Prompt: Please format the items below as a Markdown table with two columns, No. and Line, numbering the rows and omitting any blank lines.

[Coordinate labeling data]
____________

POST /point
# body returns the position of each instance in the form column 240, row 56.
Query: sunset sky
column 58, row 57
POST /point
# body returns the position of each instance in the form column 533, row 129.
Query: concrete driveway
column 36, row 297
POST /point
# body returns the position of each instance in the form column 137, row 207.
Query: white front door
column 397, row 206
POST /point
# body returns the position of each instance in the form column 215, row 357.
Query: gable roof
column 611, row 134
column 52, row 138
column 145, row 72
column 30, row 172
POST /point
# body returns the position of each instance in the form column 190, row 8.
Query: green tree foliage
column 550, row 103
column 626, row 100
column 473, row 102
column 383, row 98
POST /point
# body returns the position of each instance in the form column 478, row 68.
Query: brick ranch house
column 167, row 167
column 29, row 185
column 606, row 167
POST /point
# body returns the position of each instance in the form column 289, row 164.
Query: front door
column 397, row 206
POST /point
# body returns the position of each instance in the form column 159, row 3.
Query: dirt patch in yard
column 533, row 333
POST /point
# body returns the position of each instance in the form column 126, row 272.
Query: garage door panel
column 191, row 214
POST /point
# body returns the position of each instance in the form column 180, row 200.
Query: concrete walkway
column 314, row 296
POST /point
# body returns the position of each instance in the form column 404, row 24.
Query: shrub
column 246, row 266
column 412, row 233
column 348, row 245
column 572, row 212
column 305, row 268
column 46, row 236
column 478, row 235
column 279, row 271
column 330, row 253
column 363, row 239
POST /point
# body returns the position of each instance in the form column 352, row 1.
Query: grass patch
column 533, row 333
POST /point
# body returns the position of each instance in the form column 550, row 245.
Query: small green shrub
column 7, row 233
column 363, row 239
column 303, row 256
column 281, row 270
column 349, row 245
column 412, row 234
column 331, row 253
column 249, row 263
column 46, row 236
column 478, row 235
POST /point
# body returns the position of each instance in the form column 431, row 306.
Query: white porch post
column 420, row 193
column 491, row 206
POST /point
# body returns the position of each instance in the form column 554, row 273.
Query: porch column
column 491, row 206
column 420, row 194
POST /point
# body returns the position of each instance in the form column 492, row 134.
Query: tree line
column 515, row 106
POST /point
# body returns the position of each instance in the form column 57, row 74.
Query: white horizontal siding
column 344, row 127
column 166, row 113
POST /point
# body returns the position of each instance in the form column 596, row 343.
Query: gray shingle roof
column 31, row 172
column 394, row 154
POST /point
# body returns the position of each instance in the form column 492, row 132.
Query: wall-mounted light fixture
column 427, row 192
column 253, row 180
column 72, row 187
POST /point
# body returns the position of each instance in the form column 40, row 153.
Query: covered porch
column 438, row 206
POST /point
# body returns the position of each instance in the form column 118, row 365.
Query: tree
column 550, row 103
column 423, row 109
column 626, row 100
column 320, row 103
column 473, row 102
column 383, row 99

____________

Correct answer:
| No. | Line |
|---|---|
| 1 | POST /point |
| 2 | # body returns the position of each instance in the form column 240, row 56. |
| 3 | Query: sunset sky |
| 4 | column 58, row 57 |
| 5 | POST /point |
| 6 | # body returns the position of each instance in the form column 533, row 129. |
| 7 | Query: concrete driveway |
| 8 | column 36, row 297 |
| 9 | POST /point |
| 10 | # body returns the position of each instance in the form column 137, row 207. |
| 11 | Query: white front door |
| 12 | column 397, row 206 |
| 13 | POST /point |
| 14 | # body returns the position of each instance in the form column 215, row 357. |
| 15 | Query: gable roof |
| 16 | column 611, row 134 |
| 17 | column 52, row 138 |
| 18 | column 145, row 72 |
| 19 | column 30, row 172 |
| 20 | POST /point |
| 21 | # body returns the position of each instance in the form column 190, row 8. |
| 22 | Query: green tree foliage |
| 23 | column 550, row 103 |
| 24 | column 626, row 100 |
| 25 | column 473, row 102 |
| 26 | column 383, row 98 |
| 27 | POST /point |
| 28 | # body returns the position of each instance in the form column 478, row 68. |
| 29 | Query: brick ranch house |
| 30 | column 167, row 167 |
| 31 | column 29, row 185 |
| 32 | column 606, row 167 |
| 33 | POST /point |
| 34 | # body returns the position of each instance in the form column 289, row 164. |
| 35 | Query: front door |
| 36 | column 397, row 206 |
| 37 | POST /point |
| 38 | # body returns the position of each instance in the form column 159, row 3. |
| 39 | Query: dirt patch in yard |
| 40 | column 533, row 333 |
| 41 | POST /point |
| 42 | # body returns the position of each instance in the form column 126, row 272. |
| 43 | Query: garage door panel |
| 44 | column 191, row 214 |
| 45 | POST /point |
| 46 | # body returns the position of each instance in the form column 180, row 200. |
| 47 | Query: concrete walkway |
| 48 | column 314, row 296 |
| 49 | POST /point |
| 50 | # body returns the position of each instance in the form column 404, row 24. |
| 51 | Query: shrub |
| 52 | column 246, row 266 |
| 53 | column 412, row 233 |
| 54 | column 348, row 245 |
| 55 | column 572, row 212 |
| 56 | column 305, row 268 |
| 57 | column 46, row 236 |
| 58 | column 478, row 235 |
| 59 | column 279, row 271 |
| 60 | column 330, row 253 |
| 61 | column 363, row 239 |
| 62 | POST /point |
| 63 | # body returns the position of each instance in the form column 352, row 1. |
| 64 | Query: grass patch |
| 65 | column 533, row 333 |
| 66 | POST /point |
| 67 | # body returns the position of each instance in the form column 550, row 245. |
| 68 | Query: small green shrub |
| 69 | column 7, row 233 |
| 70 | column 363, row 239 |
| 71 | column 303, row 256 |
| 72 | column 281, row 270 |
| 73 | column 349, row 245 |
| 74 | column 412, row 234 |
| 75 | column 331, row 253 |
| 76 | column 249, row 263 |
| 77 | column 46, row 236 |
| 78 | column 478, row 235 |
| 79 | POST /point |
| 80 | # body returns the position of each instance in the form column 431, row 306. |
| 81 | Query: white porch post |
| 82 | column 420, row 193 |
| 83 | column 491, row 206 |
| 84 | POST /point |
| 85 | # body returns the position of each instance in the form column 554, row 273. |
| 86 | Query: porch column |
| 87 | column 491, row 206 |
| 88 | column 420, row 194 |
| 89 | POST /point |
| 90 | # body returns the position of each instance in the form column 492, row 134. |
| 91 | Query: tree line |
| 92 | column 515, row 106 |
| 93 | POST /point |
| 94 | # body returns the position of each instance in the form column 57, row 74. |
| 95 | Query: white horizontal siding |
| 96 | column 344, row 127 |
| 97 | column 166, row 113 |
| 98 | POST /point |
| 99 | # body returns the position of each instance in the form column 596, row 343. |
| 100 | Query: gray shingle roof |
| 101 | column 31, row 172 |
| 102 | column 394, row 154 |
| 103 | POST /point |
| 104 | # body returns the position of each instance in the form column 492, row 132. |
| 105 | Query: wall-mounted light fixture |
| 106 | column 427, row 192 |
| 107 | column 253, row 180 |
| 108 | column 72, row 187 |
| 109 | POST /point |
| 110 | # body returns the position of each instance in the form column 40, row 153. |
| 111 | Query: covered porch |
| 112 | column 438, row 206 |
| 113 | POST /point |
| 114 | # body returns the position of each instance in the form column 118, row 365. |
| 115 | Query: tree |
| 116 | column 550, row 103 |
| 117 | column 423, row 109 |
| 118 | column 626, row 100 |
| 119 | column 320, row 103 |
| 120 | column 473, row 102 |
| 121 | column 383, row 99 |